**Entries provided**

★ ★ ★ ★ ★ ★ ★

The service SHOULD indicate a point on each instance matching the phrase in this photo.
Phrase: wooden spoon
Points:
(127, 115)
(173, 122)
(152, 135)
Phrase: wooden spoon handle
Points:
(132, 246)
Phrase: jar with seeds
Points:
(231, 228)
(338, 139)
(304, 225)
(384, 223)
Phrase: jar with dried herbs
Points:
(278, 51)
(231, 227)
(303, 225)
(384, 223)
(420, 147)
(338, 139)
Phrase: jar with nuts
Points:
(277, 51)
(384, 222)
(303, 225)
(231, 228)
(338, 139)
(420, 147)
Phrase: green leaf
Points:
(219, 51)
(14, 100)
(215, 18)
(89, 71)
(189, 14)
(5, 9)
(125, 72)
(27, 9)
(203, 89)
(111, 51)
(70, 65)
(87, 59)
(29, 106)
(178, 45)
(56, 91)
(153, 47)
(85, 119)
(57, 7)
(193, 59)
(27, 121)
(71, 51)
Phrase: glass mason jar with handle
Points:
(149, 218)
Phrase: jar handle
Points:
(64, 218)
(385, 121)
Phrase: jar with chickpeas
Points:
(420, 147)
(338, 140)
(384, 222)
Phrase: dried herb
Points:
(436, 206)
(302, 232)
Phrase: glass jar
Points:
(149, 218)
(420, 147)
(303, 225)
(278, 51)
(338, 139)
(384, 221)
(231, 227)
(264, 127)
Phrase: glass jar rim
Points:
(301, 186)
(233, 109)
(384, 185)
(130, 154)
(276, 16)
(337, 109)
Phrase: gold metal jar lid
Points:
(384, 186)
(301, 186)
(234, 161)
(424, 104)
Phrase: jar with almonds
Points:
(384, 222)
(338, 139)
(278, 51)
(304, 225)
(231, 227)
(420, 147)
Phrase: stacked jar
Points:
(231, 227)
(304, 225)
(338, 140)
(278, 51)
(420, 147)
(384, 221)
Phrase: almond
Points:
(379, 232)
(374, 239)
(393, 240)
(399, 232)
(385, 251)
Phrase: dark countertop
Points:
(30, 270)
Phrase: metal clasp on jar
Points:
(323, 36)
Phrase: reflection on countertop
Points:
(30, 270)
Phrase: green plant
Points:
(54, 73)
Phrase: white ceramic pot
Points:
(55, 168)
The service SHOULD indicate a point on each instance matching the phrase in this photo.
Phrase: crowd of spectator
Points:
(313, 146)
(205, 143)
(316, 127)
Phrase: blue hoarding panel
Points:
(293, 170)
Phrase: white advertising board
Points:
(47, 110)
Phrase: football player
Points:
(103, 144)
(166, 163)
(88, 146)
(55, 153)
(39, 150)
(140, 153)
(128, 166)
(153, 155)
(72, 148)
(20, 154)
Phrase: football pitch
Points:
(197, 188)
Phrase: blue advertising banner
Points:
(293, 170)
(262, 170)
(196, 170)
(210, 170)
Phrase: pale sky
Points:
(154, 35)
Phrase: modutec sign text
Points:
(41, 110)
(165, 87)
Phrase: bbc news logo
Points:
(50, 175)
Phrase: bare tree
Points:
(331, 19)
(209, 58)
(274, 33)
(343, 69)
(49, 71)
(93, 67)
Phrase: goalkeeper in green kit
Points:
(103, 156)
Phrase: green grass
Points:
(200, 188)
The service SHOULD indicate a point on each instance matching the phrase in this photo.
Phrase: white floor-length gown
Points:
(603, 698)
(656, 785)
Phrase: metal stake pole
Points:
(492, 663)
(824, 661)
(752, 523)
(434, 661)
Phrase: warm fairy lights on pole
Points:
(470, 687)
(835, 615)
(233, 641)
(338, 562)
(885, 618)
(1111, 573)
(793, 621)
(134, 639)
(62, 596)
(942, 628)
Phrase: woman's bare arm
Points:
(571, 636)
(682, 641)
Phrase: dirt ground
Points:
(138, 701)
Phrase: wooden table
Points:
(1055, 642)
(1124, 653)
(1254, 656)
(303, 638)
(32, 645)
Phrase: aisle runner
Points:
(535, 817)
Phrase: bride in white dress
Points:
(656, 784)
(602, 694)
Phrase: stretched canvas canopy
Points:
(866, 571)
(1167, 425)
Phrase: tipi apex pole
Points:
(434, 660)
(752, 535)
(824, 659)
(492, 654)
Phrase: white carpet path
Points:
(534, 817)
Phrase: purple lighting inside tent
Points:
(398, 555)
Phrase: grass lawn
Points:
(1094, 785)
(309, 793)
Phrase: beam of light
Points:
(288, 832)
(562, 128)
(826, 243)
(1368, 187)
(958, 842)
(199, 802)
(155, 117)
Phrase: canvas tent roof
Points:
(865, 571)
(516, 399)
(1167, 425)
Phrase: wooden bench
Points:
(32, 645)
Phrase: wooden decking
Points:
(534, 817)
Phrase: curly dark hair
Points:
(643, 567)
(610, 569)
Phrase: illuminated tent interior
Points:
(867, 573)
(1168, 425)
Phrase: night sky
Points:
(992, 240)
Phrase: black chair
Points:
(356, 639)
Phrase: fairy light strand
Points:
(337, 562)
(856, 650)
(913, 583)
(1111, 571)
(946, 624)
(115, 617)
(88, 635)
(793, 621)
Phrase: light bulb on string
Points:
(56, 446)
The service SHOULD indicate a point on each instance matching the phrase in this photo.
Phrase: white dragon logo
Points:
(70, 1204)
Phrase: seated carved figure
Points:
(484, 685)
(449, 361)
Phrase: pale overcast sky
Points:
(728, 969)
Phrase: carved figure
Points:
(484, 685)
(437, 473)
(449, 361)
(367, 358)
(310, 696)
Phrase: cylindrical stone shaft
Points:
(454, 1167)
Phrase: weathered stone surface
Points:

★ ★ ★ ★ ★ ★ ★

**Exercise objective**
Each line above that has the word "tent" must be copied.

**Written answer**
Phrase: purple lighting inside tent
Phrase: canvas tent roof
Phrase: illuminated tent interior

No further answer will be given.